▸ The task
Rewrite the stretch of entries from the start through the line containing "[[116, 131], [118, 129], [117, 125], [111, 125], [110, 131]]", changing "rectangular window" to "arched window" and leaving everything else unchanged.

▸ Records for the task

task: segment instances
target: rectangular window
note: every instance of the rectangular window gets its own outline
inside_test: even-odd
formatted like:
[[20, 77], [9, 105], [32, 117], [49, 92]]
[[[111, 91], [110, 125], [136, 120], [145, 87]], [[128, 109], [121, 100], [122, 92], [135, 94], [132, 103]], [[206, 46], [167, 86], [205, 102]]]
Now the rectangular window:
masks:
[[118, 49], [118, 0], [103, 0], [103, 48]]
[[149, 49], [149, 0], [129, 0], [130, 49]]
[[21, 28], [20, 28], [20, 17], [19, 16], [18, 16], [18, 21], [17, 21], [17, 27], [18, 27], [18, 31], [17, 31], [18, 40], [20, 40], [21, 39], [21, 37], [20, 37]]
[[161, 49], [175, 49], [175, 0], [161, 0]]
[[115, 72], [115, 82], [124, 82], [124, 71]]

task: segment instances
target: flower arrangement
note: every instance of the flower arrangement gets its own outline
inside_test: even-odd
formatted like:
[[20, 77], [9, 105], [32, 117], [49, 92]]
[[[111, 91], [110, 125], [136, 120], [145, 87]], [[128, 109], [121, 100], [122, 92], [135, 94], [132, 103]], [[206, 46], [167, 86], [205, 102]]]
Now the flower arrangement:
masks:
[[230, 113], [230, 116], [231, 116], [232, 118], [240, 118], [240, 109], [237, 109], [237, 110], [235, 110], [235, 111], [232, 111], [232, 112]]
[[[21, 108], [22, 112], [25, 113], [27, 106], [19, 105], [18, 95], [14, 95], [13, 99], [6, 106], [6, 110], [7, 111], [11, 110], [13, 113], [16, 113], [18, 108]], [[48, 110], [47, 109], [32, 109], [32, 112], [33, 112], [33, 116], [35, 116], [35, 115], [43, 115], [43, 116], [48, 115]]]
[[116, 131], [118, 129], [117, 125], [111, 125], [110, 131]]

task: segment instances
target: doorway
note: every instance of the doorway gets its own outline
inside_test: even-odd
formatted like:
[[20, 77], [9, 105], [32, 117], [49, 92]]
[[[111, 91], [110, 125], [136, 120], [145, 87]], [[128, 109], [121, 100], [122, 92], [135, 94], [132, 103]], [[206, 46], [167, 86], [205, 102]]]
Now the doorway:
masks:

▸ Written response
task: segment instances
target: arched window
note: every instance of the arched window gets its own outline
inside_test: even-odd
formatted like:
[[20, 77], [9, 105], [32, 117], [49, 92]]
[[[111, 91], [110, 125], [136, 120], [145, 87]], [[128, 109], [121, 100], [122, 92], [135, 94], [132, 103]], [[206, 46], [167, 86], [205, 102]]]
Now the arched window:
masks:
[[118, 49], [118, 0], [103, 0], [103, 48]]
[[149, 49], [149, 0], [129, 0], [130, 49]]
[[21, 28], [20, 28], [20, 17], [19, 16], [18, 16], [18, 21], [17, 21], [17, 27], [18, 27], [18, 31], [17, 31], [18, 40], [20, 40], [21, 39], [21, 37], [20, 37]]
[[161, 49], [175, 49], [175, 0], [161, 0]]
[[115, 72], [115, 82], [124, 82], [124, 71]]

task: segment instances
target: flower arrangement
note: every instance of the flower arrangement gets its own outline
inside_test: even-odd
formatted like:
[[20, 77], [9, 105], [32, 117], [49, 92]]
[[[111, 91], [110, 125], [136, 120], [145, 87]], [[128, 109], [121, 100], [122, 92], [135, 94], [132, 103]], [[206, 46], [167, 86], [205, 102]]]
Now the flower arrangement:
masks:
[[230, 113], [230, 116], [231, 116], [232, 118], [240, 118], [240, 109], [237, 109], [237, 110], [235, 110], [235, 111], [232, 111], [232, 112]]
[[[21, 108], [22, 112], [25, 113], [27, 106], [19, 105], [18, 95], [14, 95], [13, 99], [6, 106], [6, 110], [7, 111], [11, 110], [13, 113], [16, 113], [18, 108]], [[48, 110], [47, 109], [32, 109], [32, 112], [33, 112], [33, 116], [35, 116], [35, 115], [43, 115], [43, 116], [48, 115]]]
[[116, 131], [118, 129], [117, 125], [111, 125], [110, 131]]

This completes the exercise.